EXTRACT PROVIDED:
....

Mr. Kaine’s political action committee, Moving Virginia Forward, made the request in an e-mail Wednesday to Democratic activists.

The memo, over Mr. Kaine’s signature, urges supporters to stake Mr. Webb with enough cash by June 30 to rev up his general election campaign against Sen. George Allen, a Republican seeking a second term as he assesses his chances for a 2008 presidential race.

“George Allen has already raised $11 million. We must help Jim close the gap as much as possible before the Federal Election Committee fundraising deadline. I need you to support Jim, as you supported me last year,” Mr. Kaine wrote.

FEC reports filed in late May showed Mr. Allen with $7.5 million on hand before he began televising soft, biographical ads in Northern Virginia and Hampton Roads.

Mr. Webb, then in the home stretch of a primary race against former lobbyist Harris Miller, had about $222,000 on hand, according to his FEC report.

A former Republican who served as President Reagan’s Navy secretary, Mr. Webb won the primary after nine Democratic U.S. senators endorsed him, including 2004 presidential nominee John Kerry, and a rare pre-primary endorsement by the Democratic Senatorial Campaign Committee.

Mr. Webb’s margin of victory came from strong support in Fairfax, Arlington and Alexandria, the Washington suburbs where Capitol Hill politics can influence local voting.

• Undeveloped

Crisfield, Md., residents angry over a waterfront development deal have voted out of office their mayor and two City Council members in favor of anti-development challengers.

The Wednesday vote puts into question a deal between the city and a development group called Crisfield Associates to redevelop the town’s waterfront.

Anger over the deal was so great that 16-year mayor Richard Scott was ousted almost 4-to-1 by Percy P. Jay Purnell.

Mr. Purnell and the other challengers promised voters that they would stop the no-bid, six-year contract given to Crisfield Associates. Another candidate who opposed the development was elected to an open council seat.

“This is democracy working in its simplest form,” Mr. Purnell told the Salisbury Daily Times.

....

DATA SECTION:
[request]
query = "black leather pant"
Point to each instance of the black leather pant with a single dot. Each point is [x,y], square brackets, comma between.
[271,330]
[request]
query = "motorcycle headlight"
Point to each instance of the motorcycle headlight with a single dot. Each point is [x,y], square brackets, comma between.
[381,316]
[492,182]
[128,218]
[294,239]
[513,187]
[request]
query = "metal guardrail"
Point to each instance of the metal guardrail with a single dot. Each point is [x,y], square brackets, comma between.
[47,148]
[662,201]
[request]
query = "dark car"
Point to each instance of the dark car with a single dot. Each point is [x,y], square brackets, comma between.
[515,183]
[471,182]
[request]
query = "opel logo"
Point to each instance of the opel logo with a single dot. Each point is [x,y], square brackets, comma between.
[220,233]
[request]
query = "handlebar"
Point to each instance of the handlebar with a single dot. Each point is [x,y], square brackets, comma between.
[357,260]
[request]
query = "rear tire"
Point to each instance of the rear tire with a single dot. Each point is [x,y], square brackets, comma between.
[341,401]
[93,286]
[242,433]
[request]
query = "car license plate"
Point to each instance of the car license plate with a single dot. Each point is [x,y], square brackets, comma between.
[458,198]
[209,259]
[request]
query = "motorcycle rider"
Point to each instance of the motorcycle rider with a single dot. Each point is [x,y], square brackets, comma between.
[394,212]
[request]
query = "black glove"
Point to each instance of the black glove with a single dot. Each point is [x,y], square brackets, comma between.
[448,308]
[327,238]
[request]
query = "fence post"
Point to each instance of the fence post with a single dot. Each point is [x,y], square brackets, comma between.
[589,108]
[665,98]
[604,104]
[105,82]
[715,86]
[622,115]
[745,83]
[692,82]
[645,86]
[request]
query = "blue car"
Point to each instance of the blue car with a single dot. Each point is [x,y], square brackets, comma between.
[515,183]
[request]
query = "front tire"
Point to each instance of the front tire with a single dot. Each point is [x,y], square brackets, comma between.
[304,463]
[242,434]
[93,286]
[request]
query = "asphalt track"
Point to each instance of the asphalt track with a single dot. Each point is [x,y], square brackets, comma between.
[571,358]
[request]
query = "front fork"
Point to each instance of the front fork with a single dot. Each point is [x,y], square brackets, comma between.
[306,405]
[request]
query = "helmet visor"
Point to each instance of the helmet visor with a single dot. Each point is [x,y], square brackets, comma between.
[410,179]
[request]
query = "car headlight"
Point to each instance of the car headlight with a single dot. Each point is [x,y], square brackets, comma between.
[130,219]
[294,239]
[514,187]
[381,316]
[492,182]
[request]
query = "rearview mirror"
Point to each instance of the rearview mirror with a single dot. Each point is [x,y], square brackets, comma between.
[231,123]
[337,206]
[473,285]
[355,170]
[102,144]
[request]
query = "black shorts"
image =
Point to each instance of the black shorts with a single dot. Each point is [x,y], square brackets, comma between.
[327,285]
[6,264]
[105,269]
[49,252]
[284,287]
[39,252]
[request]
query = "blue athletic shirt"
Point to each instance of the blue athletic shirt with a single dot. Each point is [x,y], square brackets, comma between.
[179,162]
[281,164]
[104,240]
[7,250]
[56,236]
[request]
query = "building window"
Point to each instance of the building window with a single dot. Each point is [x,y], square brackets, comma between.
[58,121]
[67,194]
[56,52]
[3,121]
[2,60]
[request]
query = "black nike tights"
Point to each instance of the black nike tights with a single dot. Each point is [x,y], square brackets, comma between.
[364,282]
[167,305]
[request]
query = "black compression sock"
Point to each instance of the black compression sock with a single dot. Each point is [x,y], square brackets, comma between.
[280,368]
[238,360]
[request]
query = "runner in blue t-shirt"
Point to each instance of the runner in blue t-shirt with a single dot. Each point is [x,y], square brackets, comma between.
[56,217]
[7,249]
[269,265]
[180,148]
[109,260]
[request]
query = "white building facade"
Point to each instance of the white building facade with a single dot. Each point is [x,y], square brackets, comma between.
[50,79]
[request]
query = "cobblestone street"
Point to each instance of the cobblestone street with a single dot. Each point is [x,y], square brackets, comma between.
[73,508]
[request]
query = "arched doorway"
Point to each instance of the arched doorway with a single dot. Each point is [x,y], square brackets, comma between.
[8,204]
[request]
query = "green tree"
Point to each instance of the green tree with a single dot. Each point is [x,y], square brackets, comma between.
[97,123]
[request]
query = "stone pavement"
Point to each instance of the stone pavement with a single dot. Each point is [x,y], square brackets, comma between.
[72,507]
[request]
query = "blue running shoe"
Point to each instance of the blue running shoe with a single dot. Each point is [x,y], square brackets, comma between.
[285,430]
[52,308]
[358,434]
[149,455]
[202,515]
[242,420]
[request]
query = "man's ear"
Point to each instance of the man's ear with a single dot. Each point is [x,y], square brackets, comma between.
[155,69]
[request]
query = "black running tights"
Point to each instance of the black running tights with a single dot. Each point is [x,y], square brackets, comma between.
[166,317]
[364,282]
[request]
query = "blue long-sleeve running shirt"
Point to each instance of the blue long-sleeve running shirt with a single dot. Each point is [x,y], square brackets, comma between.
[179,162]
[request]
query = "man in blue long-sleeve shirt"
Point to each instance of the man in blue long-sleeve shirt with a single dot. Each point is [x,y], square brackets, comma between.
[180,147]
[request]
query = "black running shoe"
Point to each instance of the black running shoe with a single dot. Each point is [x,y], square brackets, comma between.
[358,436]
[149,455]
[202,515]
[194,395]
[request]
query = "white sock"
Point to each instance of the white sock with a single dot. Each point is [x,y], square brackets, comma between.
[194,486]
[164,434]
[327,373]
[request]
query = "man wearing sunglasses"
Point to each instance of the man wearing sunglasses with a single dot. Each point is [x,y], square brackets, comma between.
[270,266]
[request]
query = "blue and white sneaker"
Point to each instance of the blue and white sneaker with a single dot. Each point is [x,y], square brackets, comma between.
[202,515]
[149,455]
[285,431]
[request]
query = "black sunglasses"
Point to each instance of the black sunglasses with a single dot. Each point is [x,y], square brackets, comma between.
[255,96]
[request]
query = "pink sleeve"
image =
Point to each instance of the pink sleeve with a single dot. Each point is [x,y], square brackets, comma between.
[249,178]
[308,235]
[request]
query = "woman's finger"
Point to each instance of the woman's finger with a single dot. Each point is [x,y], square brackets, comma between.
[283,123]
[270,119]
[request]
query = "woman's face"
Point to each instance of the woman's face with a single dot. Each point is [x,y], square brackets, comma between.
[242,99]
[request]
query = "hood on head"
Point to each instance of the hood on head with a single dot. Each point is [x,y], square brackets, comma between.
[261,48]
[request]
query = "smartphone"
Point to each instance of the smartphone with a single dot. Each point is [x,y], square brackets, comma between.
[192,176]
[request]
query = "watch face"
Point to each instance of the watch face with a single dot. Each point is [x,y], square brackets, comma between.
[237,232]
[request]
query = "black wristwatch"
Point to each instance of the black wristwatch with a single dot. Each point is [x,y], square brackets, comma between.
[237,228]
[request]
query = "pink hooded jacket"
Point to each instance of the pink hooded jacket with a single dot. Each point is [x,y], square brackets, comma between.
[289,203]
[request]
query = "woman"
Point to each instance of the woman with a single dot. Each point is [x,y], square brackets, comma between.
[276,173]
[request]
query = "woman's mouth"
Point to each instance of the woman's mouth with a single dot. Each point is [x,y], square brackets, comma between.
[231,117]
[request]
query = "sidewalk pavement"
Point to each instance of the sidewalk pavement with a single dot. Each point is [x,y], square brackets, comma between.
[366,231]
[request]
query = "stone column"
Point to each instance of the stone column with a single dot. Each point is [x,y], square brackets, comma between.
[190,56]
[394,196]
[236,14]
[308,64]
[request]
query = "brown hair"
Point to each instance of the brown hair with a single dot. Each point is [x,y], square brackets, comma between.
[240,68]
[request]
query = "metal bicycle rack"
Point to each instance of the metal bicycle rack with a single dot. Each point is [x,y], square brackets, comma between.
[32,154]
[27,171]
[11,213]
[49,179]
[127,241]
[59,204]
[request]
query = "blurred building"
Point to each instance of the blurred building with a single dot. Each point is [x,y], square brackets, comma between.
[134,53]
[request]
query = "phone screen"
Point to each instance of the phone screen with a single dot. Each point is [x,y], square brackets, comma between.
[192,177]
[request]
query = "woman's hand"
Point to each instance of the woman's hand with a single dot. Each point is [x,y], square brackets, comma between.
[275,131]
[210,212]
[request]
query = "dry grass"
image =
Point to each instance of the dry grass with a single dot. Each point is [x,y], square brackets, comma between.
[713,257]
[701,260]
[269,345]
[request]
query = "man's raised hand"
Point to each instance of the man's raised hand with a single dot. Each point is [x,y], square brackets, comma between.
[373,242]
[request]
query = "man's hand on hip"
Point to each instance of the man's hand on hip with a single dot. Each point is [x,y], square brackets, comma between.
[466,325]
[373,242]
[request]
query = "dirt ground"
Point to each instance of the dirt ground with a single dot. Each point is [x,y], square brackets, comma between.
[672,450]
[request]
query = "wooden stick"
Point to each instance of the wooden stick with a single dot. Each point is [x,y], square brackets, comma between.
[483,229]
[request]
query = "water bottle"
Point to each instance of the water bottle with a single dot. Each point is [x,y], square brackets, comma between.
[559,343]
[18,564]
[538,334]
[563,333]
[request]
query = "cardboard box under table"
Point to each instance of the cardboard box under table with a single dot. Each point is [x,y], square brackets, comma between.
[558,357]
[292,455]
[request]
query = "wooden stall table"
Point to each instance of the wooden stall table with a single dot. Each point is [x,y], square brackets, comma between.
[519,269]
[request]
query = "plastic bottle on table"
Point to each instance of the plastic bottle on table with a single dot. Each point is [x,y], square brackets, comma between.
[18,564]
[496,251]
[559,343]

....

TASK DESCRIPTION: Write out the news excerpt from "A former Republican" up to and including "of anti-development challengers.", switching "Fairfax" to "Loudoun".

RESULT OF THIS EXERCISE:
A former Republican who served as President Reagan’s Navy secretary, Mr. Webb won the primary after nine Democratic U.S. senators endorsed him, including 2004 presidential nominee John Kerry, and a rare pre-primary endorsement by the Democratic Senatorial Campaign Committee.

Mr. Webb’s margin of victory came from strong support in Loudoun, Arlington and Alexandria, the Washington suburbs where Capitol Hill politics can influence local voting.

• Undeveloped

Crisfield, Md., residents angry over a waterfront development deal have voted out of office their mayor and two City Council members in favor of anti-development challengers.